● **What you will do**: Give the records again exactly, but drop the pictures.

[Records contained in a dataset]
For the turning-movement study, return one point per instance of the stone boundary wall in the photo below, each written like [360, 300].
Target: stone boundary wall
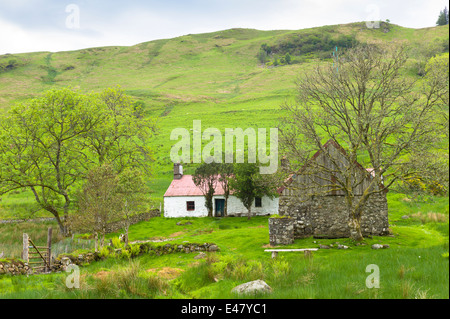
[59, 264]
[116, 226]
[14, 268]
[112, 227]
[32, 220]
[281, 231]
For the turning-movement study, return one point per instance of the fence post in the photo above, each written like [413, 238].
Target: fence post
[25, 247]
[49, 248]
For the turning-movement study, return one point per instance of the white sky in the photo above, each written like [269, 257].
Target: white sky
[55, 25]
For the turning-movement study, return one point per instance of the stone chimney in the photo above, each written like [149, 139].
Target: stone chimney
[177, 171]
[285, 165]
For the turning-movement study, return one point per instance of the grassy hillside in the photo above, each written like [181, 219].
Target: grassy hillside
[218, 78]
[215, 77]
[413, 267]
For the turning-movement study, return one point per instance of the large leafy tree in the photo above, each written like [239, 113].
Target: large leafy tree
[206, 178]
[382, 119]
[443, 17]
[133, 195]
[98, 203]
[247, 184]
[48, 144]
[226, 172]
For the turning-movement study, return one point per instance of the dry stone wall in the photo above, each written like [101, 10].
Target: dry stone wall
[327, 217]
[281, 231]
[62, 261]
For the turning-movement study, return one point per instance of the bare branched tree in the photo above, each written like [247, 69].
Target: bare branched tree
[380, 117]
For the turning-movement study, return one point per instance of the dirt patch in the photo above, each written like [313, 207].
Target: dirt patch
[166, 272]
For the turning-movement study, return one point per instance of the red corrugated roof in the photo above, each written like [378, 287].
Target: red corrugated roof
[185, 187]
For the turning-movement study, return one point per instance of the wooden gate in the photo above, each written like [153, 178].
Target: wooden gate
[39, 258]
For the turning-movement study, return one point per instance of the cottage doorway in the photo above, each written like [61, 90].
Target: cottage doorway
[220, 207]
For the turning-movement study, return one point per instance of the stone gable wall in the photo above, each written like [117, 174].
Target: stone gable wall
[327, 217]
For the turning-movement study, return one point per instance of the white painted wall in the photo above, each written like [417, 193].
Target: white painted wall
[175, 206]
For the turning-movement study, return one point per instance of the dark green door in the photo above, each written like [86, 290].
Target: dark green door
[220, 206]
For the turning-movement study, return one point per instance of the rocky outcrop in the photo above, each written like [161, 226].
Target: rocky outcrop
[13, 267]
[252, 287]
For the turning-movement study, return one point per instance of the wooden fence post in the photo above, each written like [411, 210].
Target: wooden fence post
[25, 246]
[49, 248]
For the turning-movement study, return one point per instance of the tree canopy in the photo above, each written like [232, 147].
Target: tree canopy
[48, 144]
[381, 118]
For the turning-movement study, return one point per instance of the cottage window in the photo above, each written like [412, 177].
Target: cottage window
[190, 205]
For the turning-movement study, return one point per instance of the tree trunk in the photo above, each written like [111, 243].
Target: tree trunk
[355, 231]
[96, 241]
[225, 207]
[126, 234]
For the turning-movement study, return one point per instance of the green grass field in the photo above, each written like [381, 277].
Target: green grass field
[413, 267]
[217, 78]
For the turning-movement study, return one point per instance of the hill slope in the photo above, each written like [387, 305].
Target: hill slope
[215, 77]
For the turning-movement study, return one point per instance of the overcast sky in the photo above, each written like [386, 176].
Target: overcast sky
[58, 25]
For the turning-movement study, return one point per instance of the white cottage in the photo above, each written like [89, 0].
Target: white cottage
[184, 199]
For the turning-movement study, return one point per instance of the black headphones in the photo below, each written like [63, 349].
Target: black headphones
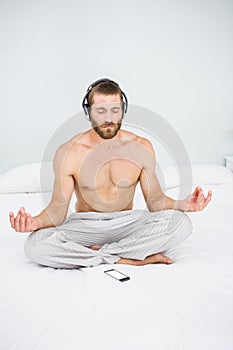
[85, 104]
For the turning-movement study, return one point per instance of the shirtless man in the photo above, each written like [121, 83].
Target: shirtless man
[103, 166]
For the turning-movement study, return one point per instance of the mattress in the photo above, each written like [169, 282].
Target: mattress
[184, 306]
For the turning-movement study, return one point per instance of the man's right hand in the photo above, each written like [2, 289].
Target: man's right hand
[23, 222]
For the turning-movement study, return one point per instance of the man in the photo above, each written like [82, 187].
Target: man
[103, 166]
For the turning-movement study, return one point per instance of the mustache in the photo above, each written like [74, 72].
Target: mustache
[109, 124]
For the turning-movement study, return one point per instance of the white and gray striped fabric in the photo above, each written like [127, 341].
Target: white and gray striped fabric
[131, 234]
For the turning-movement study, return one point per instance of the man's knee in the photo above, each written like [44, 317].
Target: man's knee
[183, 223]
[34, 245]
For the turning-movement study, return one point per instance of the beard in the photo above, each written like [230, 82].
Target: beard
[107, 133]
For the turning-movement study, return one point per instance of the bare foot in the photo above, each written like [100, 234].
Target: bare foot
[158, 258]
[94, 247]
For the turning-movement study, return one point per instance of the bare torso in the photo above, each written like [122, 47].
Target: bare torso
[105, 173]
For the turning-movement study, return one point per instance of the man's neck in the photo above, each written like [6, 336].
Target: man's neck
[96, 139]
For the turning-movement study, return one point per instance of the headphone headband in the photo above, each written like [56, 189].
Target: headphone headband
[85, 103]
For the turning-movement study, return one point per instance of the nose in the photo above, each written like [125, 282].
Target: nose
[108, 117]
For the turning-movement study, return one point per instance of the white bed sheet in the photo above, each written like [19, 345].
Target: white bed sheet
[184, 306]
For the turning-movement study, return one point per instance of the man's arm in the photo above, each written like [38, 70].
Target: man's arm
[156, 200]
[56, 211]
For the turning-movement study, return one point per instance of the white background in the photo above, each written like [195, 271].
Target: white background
[173, 57]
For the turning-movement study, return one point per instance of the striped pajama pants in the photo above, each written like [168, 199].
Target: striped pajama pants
[131, 234]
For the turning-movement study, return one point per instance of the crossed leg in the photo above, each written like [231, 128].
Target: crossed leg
[157, 258]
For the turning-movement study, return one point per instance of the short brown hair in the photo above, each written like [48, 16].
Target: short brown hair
[106, 88]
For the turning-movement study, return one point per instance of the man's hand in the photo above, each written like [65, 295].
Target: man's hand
[195, 202]
[23, 222]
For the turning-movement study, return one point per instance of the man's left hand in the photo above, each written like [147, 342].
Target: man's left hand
[195, 202]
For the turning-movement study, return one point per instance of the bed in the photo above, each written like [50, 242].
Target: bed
[184, 306]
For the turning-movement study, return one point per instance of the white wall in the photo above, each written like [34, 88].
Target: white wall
[174, 57]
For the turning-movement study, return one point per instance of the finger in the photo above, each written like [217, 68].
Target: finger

● **Result**:
For the turning-movement study, return one point per instance of the stone boundary wall in the photo below, each written like [360, 300].
Target: stone boundary wall
[59, 264]
[116, 226]
[14, 268]
[112, 227]
[32, 220]
[281, 231]
For the turning-movement study, return one point per instance of the fence post in the photo above, each written like [413, 238].
Target: fence post
[25, 247]
[49, 248]
For the turning-movement study, return one point per instance of the white sky in the photo above, each written like [269, 257].
Target: white sky
[55, 25]
For the turning-movement study, return one point per instance of the stone chimney in the photo above, each written like [149, 139].
Target: stone chimney
[177, 171]
[285, 165]
For the turning-movement study, return one point per instance of the grassy hillside in the photo above, each written like [181, 219].
Target: grassy hillside
[218, 78]
[215, 77]
[413, 267]
For the turning-movement study, return one point per instance of the large leafy tree in the photo above, each written like [239, 113].
Target: large leafy tree
[206, 178]
[382, 119]
[443, 17]
[133, 195]
[98, 203]
[247, 184]
[48, 144]
[226, 172]
For the turning-movement study, return one point per instance of the dry stone wall in the photo above, each written like [101, 10].
Target: dry stone wall
[327, 217]
[281, 231]
[62, 261]
For the turning-movement study, return one point per instance of the bare branched tree in the photo above, each written like [247, 69].
Target: bare branched tree
[380, 117]
For the turning-movement study, return one point per instance of the dirt patch in the photo above, each written like [313, 207].
Target: dirt patch
[166, 272]
For the turning-movement study, return one point per instance of the red corrugated roof in the photo above, each written like [378, 287].
Target: red corrugated roof
[185, 187]
For the turning-movement study, return one point per instance of the wooden gate in the photo above, each written like [153, 178].
Target: wooden gate
[39, 258]
For the turning-movement study, return one point per instance of the cottage doorway in the photo above, each written like [61, 90].
Target: cottage doorway
[220, 207]
For the turning-movement study, return one point per instance of the stone gable wall in the photo above, each written like [117, 174].
Target: stone gable wall
[327, 217]
For the turning-movement study, return one point per instance of the white painted wall in the photo above, each written like [417, 193].
Target: white painted wall
[175, 206]
For the turning-movement study, return one point per instance of the dark green door in the photo above, each written like [86, 290].
Target: dark green door
[220, 206]
For the turning-movement study, return one point per instance of the rocky outcrop in the photo above, each written like [161, 226].
Target: rocky outcrop
[13, 267]
[252, 287]
For the turning-movement study, return one point per instance of the wooden fence post in the photo above, each written like [411, 210].
Target: wooden fence post
[25, 246]
[49, 248]
For the turning-movement study, return one point per instance of the tree canopy in the photo above, each written like [232, 147].
Target: tree canopy
[48, 144]
[381, 118]
For the turning-movement study, return one point per instance of the cottage window in the photo above, each written like [412, 177].
Target: cottage window
[190, 205]
For the turning-movement study, return one point per instance of the tree trunk in the photo above, each written like [111, 243].
Target: tree trunk
[355, 231]
[96, 241]
[225, 207]
[126, 234]
For the turning-movement study, return one point per instance of the green grass field in the photo above, each written like [381, 277].
Target: green grass field
[413, 267]
[217, 78]
For the turning-movement study, return one point per instance of the hill slope in the photo above, each written like [387, 305].
Target: hill slope
[215, 77]
For the turning-movement study, return one point per instance of the overcast sky in the photo above, each written like [386, 176].
Target: overcast sky
[58, 25]
For the turning-movement study, return one point per instance of the white cottage in the photo above, each written like [89, 0].
Target: white cottage
[184, 199]
For the turning-movement study, return one point per instance of the black headphones in the photo below, each written like [63, 349].
Target: black headphones
[85, 104]
For the turning-movement study, return one point per instance of the shirtless man in the photo above, each written like [121, 83].
Target: shirtless man
[103, 166]
For the turning-movement study, return one point per instance of the mattress in the photo above, each written like [169, 282].
Target: mattress
[184, 306]
For the turning-movement study, return one point per instance of the man's right hand in the photo above, each written like [2, 289].
Target: man's right hand
[23, 222]
For the turning-movement study, return one point per instance of the man in the photo above, each written like [82, 187].
Target: man
[103, 166]
For the turning-movement study, return one point per instance of the mustache in the photo above, each written like [74, 72].
Target: mustache
[109, 124]
For the turning-movement study, return one point per instance of the white and gray striped fabric in the photo above, each written like [127, 341].
Target: white and gray striped fabric
[131, 234]
For the turning-movement study, return one point per instance of the man's knee in the photo above, each written like [44, 317].
Target: man's knee
[183, 223]
[34, 245]
For the turning-movement study, return one point per instance of the beard in the photo above, each written like [230, 82].
Target: beard
[107, 133]
For the turning-movement study, return one point per instance of the bare foot in the photo above, each written like [100, 234].
Target: bare foot
[158, 258]
[94, 247]
For the turning-movement study, return one point per instance of the bare torso in the photo above, each written like [122, 47].
Target: bare torso
[105, 173]
For the turning-movement study, return one point per instance of the man's neck in the photo above, each written like [6, 336].
Target: man's neck
[96, 139]
For the turning-movement study, return one point per instance of the headphone headband in the photo above, each written like [56, 189].
Target: headphone headband
[85, 103]
For the turning-movement study, return one point per instance of the nose in the photo above, each written like [125, 282].
Target: nose
[108, 117]
For the turning-movement study, return one point per instance of the white bed sheet in the photo above, each written like [19, 345].
Target: white bed sheet
[184, 306]
For the turning-movement study, return one point per instance of the man's arm in the photo above, each written like [38, 70].
Target: man's arm
[156, 200]
[56, 211]
For the turning-movement study, return one point per instance of the white background in the photo above, each written like [195, 271].
Target: white background
[173, 57]
For the turning-movement study, return one point per instance of the striped pajama pants in the photo above, each written like [168, 199].
Target: striped pajama pants
[131, 234]
For the turning-movement study, return one point per instance of the crossed leg in the photo above, each written like [231, 128].
Target: crossed leg
[157, 258]
For the turning-movement study, return one point per instance of the short brown hair in the photo above, each written like [48, 16].
Target: short brown hair
[106, 88]
For the turning-movement study, return one point per instance of the man's hand in the photo above, each written like [65, 295].
Target: man's hand
[195, 202]
[23, 222]
For the turning-movement study, return one point per instance of the man's left hand in the photo above, each written like [147, 342].
Target: man's left hand
[195, 202]
For the turning-movement study, return one point per instance of the bed in the photo above, each written like [50, 242].
Target: bed
[184, 306]
For the turning-movement study, return one point per instance of the white wall in the photo above, each written like [34, 88].
Target: white wall
[174, 57]
For the turning-movement study, return one point per instance of the finger in the photo above, each written like [217, 68].
Target: finger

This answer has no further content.